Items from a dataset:
_____

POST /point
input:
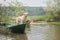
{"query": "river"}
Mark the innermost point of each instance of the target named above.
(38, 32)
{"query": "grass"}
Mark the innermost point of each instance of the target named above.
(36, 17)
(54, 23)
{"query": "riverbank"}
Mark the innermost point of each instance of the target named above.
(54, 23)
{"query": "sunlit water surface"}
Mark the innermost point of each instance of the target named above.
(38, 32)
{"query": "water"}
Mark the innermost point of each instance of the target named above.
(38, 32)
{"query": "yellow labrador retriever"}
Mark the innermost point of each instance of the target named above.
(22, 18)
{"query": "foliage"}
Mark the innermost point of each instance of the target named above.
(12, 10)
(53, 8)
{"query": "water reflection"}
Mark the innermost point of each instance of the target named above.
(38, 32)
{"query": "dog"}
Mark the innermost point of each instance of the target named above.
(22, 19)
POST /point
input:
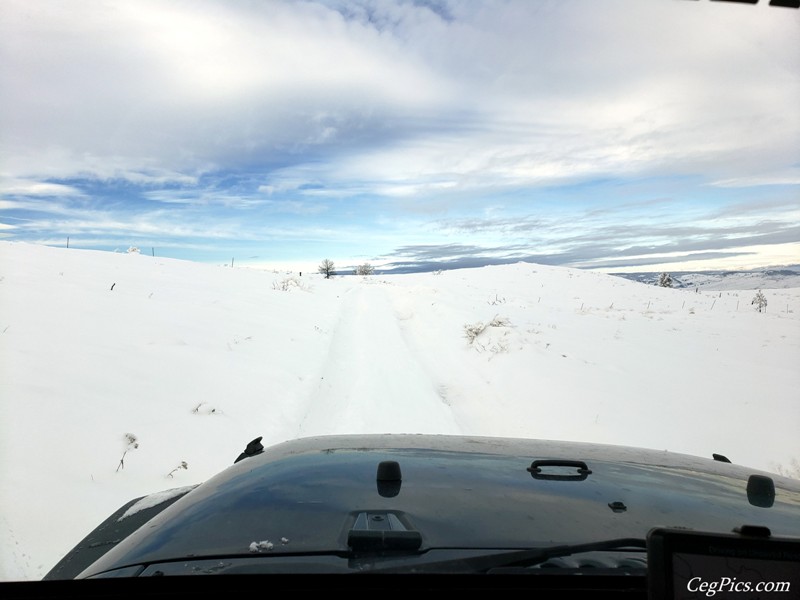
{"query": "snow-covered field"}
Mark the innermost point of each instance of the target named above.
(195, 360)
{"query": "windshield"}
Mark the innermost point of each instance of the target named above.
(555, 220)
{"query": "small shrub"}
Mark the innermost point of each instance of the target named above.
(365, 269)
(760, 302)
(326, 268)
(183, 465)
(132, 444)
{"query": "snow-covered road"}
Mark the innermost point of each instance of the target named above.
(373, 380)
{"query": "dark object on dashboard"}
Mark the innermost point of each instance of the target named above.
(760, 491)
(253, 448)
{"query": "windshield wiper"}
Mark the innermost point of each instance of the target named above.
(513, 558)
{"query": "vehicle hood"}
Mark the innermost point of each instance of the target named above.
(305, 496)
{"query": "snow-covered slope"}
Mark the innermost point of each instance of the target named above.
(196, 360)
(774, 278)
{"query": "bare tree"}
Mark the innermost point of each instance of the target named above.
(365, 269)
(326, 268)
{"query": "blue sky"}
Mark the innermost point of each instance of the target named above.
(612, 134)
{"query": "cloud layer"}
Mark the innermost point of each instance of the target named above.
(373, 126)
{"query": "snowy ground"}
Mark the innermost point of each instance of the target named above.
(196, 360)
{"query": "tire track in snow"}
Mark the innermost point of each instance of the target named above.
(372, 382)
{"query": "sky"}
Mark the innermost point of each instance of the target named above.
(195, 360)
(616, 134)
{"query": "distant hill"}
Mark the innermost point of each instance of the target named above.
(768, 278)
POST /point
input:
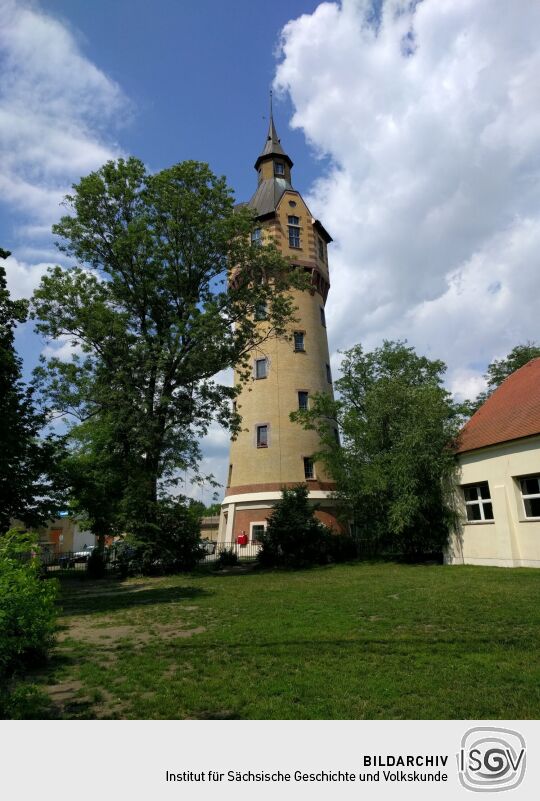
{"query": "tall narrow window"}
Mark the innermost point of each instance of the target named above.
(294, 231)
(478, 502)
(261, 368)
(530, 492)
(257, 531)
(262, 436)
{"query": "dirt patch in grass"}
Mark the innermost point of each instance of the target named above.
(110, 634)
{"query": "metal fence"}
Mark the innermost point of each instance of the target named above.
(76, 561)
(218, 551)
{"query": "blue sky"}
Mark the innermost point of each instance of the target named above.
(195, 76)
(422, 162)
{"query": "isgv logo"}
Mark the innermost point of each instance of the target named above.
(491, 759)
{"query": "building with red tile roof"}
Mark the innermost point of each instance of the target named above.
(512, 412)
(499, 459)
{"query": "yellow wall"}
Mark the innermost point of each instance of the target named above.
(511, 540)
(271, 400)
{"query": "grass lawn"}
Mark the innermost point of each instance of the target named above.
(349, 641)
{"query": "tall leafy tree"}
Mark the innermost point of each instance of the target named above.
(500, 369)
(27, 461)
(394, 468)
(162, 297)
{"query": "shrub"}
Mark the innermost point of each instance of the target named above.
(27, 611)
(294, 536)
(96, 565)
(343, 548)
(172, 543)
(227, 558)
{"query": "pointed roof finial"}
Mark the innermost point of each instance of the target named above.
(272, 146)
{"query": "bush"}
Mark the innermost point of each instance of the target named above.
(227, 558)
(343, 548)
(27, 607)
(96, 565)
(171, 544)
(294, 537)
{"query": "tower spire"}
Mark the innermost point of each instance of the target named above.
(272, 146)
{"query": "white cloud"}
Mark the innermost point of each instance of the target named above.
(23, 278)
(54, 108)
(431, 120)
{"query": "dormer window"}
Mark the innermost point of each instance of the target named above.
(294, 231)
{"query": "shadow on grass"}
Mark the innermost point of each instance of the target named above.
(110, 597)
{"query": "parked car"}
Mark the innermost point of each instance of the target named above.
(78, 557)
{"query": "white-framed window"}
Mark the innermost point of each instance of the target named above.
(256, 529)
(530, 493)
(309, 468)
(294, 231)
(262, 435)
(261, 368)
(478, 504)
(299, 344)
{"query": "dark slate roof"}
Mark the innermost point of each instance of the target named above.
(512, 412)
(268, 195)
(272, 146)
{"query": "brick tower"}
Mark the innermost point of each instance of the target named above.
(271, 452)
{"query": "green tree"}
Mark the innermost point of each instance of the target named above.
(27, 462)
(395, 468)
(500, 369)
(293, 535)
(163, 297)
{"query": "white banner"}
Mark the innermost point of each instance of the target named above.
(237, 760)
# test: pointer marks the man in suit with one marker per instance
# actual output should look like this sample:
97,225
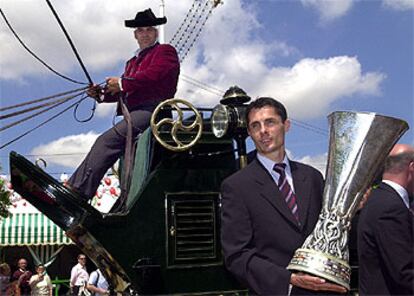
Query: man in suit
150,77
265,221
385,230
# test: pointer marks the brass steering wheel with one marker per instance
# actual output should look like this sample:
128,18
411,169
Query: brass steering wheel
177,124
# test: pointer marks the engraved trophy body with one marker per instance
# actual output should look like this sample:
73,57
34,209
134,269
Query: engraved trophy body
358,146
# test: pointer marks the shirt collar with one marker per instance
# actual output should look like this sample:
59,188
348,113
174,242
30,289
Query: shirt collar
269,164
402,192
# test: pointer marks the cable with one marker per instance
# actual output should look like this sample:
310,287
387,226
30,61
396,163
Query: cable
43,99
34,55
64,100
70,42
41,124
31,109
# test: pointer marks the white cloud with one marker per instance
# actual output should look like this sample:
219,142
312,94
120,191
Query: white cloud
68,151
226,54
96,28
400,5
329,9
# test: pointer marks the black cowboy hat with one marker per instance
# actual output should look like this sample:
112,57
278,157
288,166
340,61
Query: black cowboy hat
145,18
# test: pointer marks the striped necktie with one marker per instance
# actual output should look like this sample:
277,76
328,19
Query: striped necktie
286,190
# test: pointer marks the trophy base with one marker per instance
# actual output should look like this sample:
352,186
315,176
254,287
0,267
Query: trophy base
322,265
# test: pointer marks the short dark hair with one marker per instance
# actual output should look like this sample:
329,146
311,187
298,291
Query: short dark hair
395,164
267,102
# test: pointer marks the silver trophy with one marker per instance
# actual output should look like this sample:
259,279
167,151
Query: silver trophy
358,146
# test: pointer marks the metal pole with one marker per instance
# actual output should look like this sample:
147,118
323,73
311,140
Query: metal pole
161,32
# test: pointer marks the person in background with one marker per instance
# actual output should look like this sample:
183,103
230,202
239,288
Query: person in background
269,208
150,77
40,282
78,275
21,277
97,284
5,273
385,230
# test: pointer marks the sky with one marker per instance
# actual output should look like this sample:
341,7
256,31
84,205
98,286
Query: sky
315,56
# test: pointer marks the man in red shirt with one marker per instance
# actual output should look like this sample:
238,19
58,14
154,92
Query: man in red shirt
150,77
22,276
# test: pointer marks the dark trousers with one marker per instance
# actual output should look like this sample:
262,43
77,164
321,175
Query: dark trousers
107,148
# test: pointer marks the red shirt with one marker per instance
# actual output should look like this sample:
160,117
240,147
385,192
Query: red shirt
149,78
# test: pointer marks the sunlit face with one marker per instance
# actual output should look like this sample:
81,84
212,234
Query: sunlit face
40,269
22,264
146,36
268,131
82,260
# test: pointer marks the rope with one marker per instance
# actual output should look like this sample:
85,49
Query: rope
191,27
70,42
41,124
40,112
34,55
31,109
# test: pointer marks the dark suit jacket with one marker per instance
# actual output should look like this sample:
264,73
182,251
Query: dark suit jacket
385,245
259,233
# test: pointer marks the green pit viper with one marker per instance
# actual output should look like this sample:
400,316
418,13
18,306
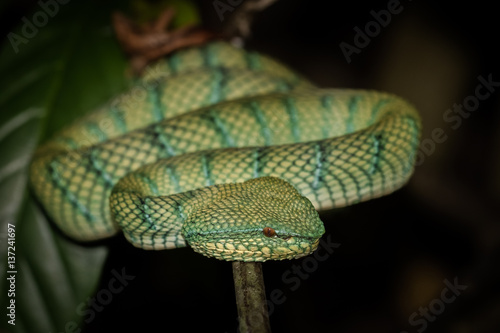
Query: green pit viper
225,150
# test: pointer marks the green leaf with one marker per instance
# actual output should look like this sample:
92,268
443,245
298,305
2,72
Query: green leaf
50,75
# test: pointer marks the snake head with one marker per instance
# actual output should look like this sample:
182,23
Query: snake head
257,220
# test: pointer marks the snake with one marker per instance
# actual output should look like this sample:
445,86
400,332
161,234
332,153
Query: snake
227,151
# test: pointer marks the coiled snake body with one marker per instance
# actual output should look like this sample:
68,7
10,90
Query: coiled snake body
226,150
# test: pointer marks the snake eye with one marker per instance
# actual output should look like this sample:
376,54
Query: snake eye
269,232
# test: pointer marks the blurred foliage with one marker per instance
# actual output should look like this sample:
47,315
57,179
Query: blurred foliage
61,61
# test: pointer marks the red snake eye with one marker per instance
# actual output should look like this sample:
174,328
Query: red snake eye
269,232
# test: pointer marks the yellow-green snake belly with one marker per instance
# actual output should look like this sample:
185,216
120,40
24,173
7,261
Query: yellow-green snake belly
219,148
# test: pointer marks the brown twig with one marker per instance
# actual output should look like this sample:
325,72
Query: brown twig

_____

Goal of the exercise: In the entries above, restate word for word the lines between the one holding "# test: pointer marks the striped" and the one holding "# test: pointer marks the dark trousers", inclusive, and nothing besides.

Solution for this problem:
# test: pointer marks the striped necktie with one marker per instance
# actual output should look like this sample:
277,76
328,19
Query: striped necktie
286,190
# test: pointer marks the trophy base with one marker per instance
# actual output should look like this sample:
352,186
315,176
254,287
0,267
Query: trophy base
322,265
# test: pointer marks the short dark hair with one marker per instance
# actual output should look like this sample:
329,146
311,187
298,291
Query: short dark hair
395,164
267,102
# test: pointer marks the silver trophy with one marker per instance
# actual output should look like this sample:
259,279
167,151
Query: silver trophy
358,146
# test: pointer marks the metal pole with one marker per instance
# actual output should look like this sample:
147,118
323,73
311,140
Query: metal pole
161,32
# test: pointer marks the person in background with one marker per instance
# actual output should look like this sample:
183,103
230,202
239,288
Query: person in background
269,208
150,77
40,282
78,275
21,277
97,284
5,273
385,230
# test: pointer marks the sky with one marker per instance
# actual output should look like this sample:
341,7
256,31
84,205
98,286
Query: sky
315,56
# test: pointer marks the man in red shirt with one marker per instance
# actual output should look like this sample:
238,19
58,14
154,92
Query: man in red shirt
150,77
22,276
# test: pointer marks the dark trousers with one marker per instance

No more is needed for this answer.